> **What the task requires**
Produce an exact copy of the lines from the line containing "white baseboard, place" through the last line of the listing below, both ends included, and nothing else.

> **Provided records**
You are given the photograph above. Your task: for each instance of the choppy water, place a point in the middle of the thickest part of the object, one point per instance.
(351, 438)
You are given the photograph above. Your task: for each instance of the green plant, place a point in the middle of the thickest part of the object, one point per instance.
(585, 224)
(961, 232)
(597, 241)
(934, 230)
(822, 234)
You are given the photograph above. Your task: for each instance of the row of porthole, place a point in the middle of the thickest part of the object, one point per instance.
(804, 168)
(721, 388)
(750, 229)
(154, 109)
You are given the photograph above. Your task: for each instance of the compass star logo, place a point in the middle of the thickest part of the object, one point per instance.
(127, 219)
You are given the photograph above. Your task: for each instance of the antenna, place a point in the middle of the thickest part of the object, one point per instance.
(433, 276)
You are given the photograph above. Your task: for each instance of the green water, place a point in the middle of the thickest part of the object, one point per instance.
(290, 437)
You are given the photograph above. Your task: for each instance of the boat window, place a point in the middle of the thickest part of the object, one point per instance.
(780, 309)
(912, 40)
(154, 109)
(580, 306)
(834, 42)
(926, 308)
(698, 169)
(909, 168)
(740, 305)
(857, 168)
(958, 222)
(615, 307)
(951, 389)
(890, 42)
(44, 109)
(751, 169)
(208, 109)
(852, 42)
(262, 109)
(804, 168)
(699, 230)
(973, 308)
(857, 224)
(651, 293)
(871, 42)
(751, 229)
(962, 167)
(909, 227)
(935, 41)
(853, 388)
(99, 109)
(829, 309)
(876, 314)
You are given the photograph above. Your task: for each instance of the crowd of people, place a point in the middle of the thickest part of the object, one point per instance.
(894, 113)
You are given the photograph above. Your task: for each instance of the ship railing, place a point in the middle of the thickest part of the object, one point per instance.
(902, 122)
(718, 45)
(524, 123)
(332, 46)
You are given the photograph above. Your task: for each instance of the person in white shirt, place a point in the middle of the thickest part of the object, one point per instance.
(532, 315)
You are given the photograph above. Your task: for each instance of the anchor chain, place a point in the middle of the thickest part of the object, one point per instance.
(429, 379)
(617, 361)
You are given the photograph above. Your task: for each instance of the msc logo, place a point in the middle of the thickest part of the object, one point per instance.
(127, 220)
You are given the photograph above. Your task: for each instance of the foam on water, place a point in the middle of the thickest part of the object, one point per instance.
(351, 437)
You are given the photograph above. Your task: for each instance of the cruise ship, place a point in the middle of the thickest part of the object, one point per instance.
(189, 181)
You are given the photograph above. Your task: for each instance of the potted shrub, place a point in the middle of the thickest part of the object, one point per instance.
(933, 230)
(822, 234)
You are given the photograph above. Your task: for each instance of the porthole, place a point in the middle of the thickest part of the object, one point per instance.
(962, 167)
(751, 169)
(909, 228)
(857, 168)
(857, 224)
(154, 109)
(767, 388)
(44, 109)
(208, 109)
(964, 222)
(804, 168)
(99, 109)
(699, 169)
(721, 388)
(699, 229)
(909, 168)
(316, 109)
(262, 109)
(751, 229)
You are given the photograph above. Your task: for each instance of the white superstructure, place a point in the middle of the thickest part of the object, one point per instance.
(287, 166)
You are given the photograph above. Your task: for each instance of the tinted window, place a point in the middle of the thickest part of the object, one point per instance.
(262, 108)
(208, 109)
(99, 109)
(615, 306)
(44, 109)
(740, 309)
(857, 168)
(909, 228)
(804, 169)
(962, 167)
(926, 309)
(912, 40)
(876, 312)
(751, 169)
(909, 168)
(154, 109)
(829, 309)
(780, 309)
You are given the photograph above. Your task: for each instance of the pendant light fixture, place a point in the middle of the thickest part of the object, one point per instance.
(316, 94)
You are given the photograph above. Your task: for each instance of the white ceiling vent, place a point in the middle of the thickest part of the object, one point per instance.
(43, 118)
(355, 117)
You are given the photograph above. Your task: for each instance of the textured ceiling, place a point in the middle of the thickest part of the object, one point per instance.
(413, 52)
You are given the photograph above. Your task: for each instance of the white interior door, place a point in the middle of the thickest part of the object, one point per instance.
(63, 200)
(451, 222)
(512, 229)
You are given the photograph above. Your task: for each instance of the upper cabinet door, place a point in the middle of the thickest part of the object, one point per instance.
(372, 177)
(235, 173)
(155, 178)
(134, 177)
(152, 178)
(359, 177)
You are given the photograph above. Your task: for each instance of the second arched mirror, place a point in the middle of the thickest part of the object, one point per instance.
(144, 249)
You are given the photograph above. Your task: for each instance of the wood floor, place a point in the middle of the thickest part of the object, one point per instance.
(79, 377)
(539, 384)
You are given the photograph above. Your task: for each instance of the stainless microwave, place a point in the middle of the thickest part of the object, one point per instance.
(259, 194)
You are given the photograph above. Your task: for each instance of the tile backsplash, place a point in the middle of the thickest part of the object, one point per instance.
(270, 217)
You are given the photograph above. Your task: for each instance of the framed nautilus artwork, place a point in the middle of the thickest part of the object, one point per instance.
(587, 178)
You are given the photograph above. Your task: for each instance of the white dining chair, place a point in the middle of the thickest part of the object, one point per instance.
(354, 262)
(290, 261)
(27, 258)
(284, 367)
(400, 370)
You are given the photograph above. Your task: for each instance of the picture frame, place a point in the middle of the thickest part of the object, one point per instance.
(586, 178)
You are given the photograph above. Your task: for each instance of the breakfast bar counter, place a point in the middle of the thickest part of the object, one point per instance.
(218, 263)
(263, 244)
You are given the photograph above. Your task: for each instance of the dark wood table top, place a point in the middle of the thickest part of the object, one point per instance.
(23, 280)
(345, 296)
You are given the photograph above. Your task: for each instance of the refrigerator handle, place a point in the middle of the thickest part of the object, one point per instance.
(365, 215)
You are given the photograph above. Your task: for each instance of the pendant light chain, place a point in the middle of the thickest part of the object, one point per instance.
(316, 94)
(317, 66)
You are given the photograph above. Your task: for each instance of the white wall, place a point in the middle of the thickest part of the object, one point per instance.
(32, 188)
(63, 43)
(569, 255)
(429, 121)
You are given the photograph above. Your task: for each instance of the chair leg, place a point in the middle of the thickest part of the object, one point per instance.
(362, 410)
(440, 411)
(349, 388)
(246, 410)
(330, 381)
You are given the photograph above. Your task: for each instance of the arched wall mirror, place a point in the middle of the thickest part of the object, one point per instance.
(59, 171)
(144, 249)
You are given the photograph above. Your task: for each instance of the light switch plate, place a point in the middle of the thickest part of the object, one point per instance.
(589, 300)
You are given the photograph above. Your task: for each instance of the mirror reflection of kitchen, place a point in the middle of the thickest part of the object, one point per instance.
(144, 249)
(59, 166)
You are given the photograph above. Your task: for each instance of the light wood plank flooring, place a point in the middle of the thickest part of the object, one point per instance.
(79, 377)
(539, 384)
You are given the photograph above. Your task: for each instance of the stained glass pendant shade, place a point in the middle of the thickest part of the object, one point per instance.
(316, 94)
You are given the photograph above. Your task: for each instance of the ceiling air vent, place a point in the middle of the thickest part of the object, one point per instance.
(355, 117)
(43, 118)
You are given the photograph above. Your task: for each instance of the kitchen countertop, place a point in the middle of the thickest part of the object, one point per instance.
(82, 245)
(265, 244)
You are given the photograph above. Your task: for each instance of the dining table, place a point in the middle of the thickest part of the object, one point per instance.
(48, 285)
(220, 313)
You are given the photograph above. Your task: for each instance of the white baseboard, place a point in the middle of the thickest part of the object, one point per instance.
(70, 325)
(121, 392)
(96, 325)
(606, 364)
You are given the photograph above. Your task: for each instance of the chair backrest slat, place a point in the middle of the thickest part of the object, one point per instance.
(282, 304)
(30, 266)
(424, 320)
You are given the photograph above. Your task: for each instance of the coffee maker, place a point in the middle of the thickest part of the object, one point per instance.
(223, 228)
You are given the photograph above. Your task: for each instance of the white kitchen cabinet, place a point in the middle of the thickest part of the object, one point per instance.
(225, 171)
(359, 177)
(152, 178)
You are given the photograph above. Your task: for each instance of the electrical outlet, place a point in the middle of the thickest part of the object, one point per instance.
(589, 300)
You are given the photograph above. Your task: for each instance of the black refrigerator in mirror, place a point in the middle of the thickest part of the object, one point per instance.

> **Response to the task**
You are given the photograph above. Your task: for each instance of the white baseboard, place a point in the middle of the thickest part of the object, one point per instance.
(70, 325)
(121, 392)
(96, 325)
(606, 364)
You are given the photograph above. Your task: for each instance of the chair backrest slat, place a point in the middle of the thickest part of the object, one point per instance.
(282, 304)
(30, 266)
(424, 320)
You are given the photograph above. Your task: for each instance of the coffee maker, place a point in the middle of the thickest part of the object, one point per instance.
(223, 228)
You are given the photograph above. Your task: for each instance of the white kitchen cabinet, place a point in the middle of the thickest part of the object, one point per instance.
(225, 171)
(359, 177)
(152, 178)
You are given the photograph above. Your task: for each instance of the electrical outlet, place a point in the middle of the thickest part of the object, one point per instance.
(589, 300)
You are given the photograph above. Your task: for each instance of the black refrigerator in mirror, place a point in the middle of the thickest part of the object, one point per instance.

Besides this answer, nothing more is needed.